■ WHAT TO WORK ON
All that is needed is the listing, transcribed exactly and in full.

■ DATA SUPPLIED
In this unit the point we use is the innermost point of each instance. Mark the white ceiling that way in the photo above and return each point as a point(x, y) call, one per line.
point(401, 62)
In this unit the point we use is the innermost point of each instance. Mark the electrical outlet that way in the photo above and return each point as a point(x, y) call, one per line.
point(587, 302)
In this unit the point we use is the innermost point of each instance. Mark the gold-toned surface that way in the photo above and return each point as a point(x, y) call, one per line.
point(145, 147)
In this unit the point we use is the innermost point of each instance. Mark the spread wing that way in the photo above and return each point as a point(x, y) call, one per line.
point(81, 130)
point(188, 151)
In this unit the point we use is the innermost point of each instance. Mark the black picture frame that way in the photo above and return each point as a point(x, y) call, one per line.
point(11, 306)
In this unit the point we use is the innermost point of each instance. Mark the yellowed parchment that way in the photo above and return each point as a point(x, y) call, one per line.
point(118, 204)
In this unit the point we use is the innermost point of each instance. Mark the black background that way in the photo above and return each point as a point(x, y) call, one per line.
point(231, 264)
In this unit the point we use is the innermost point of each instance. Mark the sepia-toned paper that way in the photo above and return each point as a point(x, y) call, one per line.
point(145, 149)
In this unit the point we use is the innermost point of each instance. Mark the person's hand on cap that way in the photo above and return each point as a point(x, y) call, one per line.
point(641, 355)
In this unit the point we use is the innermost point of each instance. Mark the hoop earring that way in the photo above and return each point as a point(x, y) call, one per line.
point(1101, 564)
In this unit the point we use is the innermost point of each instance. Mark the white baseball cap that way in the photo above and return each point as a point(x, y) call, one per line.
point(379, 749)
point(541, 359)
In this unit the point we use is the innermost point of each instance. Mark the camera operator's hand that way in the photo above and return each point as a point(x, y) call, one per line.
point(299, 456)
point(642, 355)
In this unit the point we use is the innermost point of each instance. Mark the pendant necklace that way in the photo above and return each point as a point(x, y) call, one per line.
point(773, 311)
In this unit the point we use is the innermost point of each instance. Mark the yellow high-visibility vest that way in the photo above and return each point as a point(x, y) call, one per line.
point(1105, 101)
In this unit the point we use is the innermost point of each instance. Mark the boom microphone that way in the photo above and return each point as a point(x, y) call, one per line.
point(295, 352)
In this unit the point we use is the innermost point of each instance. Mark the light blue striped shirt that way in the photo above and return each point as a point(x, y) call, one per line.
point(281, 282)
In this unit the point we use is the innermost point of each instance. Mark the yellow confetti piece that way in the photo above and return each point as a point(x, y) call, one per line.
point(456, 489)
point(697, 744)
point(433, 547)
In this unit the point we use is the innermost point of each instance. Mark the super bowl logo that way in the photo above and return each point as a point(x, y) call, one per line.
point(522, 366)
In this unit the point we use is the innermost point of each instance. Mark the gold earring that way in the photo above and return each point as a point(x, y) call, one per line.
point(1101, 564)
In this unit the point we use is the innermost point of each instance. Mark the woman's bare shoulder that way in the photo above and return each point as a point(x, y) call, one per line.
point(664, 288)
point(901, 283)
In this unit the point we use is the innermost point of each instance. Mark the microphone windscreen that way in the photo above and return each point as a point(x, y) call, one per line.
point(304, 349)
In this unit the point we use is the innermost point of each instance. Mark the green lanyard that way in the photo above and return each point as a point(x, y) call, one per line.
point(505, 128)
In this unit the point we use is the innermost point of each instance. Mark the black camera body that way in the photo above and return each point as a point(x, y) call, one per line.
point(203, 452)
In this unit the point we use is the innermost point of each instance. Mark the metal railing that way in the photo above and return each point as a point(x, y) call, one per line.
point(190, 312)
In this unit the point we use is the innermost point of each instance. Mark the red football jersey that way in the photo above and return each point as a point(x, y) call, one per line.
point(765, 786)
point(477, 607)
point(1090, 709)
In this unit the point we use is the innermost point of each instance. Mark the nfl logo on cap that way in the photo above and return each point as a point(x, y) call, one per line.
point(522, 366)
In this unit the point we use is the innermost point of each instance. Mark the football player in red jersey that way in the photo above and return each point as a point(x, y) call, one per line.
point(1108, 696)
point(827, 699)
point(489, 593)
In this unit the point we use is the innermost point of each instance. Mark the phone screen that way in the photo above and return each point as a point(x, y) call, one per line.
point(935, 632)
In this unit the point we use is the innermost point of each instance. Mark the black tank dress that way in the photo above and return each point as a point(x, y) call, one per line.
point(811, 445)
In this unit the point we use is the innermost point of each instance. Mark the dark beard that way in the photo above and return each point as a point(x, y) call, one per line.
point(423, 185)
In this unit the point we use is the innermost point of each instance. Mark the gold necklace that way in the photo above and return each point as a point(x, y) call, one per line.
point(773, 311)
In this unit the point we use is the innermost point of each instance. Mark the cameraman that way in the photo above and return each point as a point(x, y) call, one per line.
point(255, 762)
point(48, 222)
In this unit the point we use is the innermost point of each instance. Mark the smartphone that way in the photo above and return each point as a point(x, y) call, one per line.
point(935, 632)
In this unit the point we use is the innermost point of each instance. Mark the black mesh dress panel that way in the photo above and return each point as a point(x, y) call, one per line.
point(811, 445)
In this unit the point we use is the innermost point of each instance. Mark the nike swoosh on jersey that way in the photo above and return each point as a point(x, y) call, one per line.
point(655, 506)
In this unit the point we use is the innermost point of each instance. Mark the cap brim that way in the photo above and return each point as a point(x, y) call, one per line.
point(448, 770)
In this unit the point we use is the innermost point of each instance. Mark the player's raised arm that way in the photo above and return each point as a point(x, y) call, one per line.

■ PROBLEM SOLUTION
In this unit the point we use is the innermost point of each instance. Mark the white ceiling that way in the photo above and return each point as a point(x, y) call, one per line.
point(401, 62)
In this unit the point we use is the innermost point of each instance. Mark the electrical outlet that way in the photo above and return each point as a point(x, y) call, one per line.
point(587, 302)
In this unit the point we use is the innermost point of each instance. Mark the gold-toned surface that way in the photo above and return each point as a point(x, y) call, one per line.
point(145, 147)
In this unit the point we use is the innermost point of each instance. Mark the spread wing that way in the photo above and return each point as a point(x, y) call, one per line.
point(81, 130)
point(188, 151)
In this unit the point we use is the innermost point of each instance. Mark the black picture frame that way in the photo above and return each point as a point(x, y) call, one per line.
point(11, 306)
In this unit the point we use is the innermost point of each instance. Mark the yellowed parchment that way in the photo above and return each point as a point(x, y) call, one per line.
point(118, 204)
In this unit the point we use is the innermost point of each instance. Mark the black background that way in the photo above and return each point as a point(x, y) call, one per line.
point(231, 264)
In this unit the point we use is the innermost point of each instance. Mark the sepia-toned paper that way in the photo above and return each point as a point(x, y) call, one per line.
point(145, 149)
In this unit the point we use is the innermost point of each instance. Mark the person's hand on cap that way in the photo above and return each point as a point(x, y) call, one per line.
point(641, 355)
In this unit the point we use is the innermost point of each instance. Mark the hoop earring that way in the photo above and return each point as a point(x, y) call, one per line.
point(1101, 564)
In this unit the point we use is the innermost point of each instance. Mark the white baseball cap that way in the photo above and return each point as a point(x, y) call, one per line.
point(379, 749)
point(541, 359)
In this unit the point we use is the innermost point of each instance. Mark the camera operator's hand that way in the photo above and return each point as a point(x, y) call, one per line.
point(299, 456)
point(642, 355)
In this unit the point we use is the innermost point of each instance. Mark the pendant necklace that way in the photo above and return each point as a point(x, y) call, one per line.
point(773, 311)
In this unit the point we use is the innermost point of each instance. Mark the yellow high-visibility vest that way in the photo above and return each point as a point(x, y) call, one per line.
point(1105, 101)
In this unit the point we use is the innermost point of each instance. Mark the boom microphone that way in the photo above and return each point as a point(x, y) call, one per line.
point(295, 352)
In this unit the point we use is the innermost point of each instance. Mark the light blue striped shirt that way in the photo above and return each point as a point(x, y) call, one per line.
point(281, 282)
In this unit the point we use is the innermost point of each instance. Mark the yellow confetti piece that way in the photo above and return each point as a point(x, y) call, one per line.
point(456, 489)
point(697, 744)
point(433, 547)
In this unit the point we use is the innermost point of each instance. Mark the super bowl logo that way in the photo above and return each point as a point(x, y) call, one per line.
point(522, 366)
In this unit the point we use is the innermost point of each instance. Mark the gold earring that way in the photo above and return each point as a point(x, y) call, one per line.
point(1101, 564)
In this unit the point we use is the innermost point of each instance. Mark the woman's bare shoulder that way in the photo above and return each point as a point(x, y) call, one per line.
point(664, 288)
point(901, 283)
In this unit the point we use is the innermost point of each instance. Mark the microphone windscreen that way in the photo above and return each point as a point(x, y) call, one per line.
point(304, 349)
In this unit the point we use is the innermost point of each instance. Mark the green lanyard that way in the photo above and return each point as a point(x, y) call, one per line.
point(505, 128)
In this unit the point we use is the innermost point of each instance. Mark the black camera body that way in the photo above and return each point as a point(x, y) call, one per line.
point(203, 452)
In this unit the point we use is the innermost point of each instance. Mark the metal railing that way in the photo above and return each point as a point(x, y) call, one per line.
point(190, 312)
In this unit the point we use is the innermost point of each instance. Mark the red football jersey that way in the photo above and return each point as a point(x, y) call, one per line.
point(765, 786)
point(477, 607)
point(1090, 709)
In this unit the point we use is the innermost point of each instance. Mark the nfl logo on cap that way in the photo above and return each point as a point(x, y) call, one per line.
point(522, 366)
In this unit the point we use is the innermost point of each instance. Mark the football player in red jersey that way in the photo above and return each point as a point(x, y) call, one per line.
point(1108, 696)
point(827, 699)
point(489, 593)
In this unit the point we use is the innermost point of each instance. Mark the phone screen that way in the photo above and return each point as a point(x, y) call, one per line.
point(935, 632)
In this unit the point we use is the innermost point of each instance. Mark the black tank dress that way in the photo above and return each point as a point(x, y) call, one per line.
point(811, 445)
In this unit the point we use is the innermost point of each instance. Mark the dark beard that way in the photo above and return each point as a point(x, y) call, one per line.
point(423, 185)
In this unit the point we use is the innermost point of each instance. Mark the gold necklace that way in the photo above and return each point as a point(x, y) call, one per line.
point(773, 311)
In this unit the point we use is the innermost point of each instance. Mark the cameraman that way in the photo above and return each point as a point(x, y) call, one per line.
point(255, 762)
point(48, 222)
In this unit the point we use is the innermost point of each instance. Mark the smartphone that way in the photo above and return each point as a point(x, y) call, one per line.
point(935, 632)
In this unit the point we use is the innermost point of each instance. Mark the black mesh dress panel that way in the photo above and return each point as a point(x, y) call, one per line.
point(811, 445)
In this unit the point we use is the innermost point of each instance. Mark the nike swoosh on jersey that way in the photo above and return each point as a point(x, y) call, one per line.
point(655, 506)
In this unit the point we use is the innermost point of each instance. Mark the cap brim that way in the photo above and return each point as a point(x, y) call, one per line.
point(448, 770)
In this unit the point we use is the innermost point of each instance. Mark the player's raised arm that way in the photo above and return each point as a point(x, y) call, one per line.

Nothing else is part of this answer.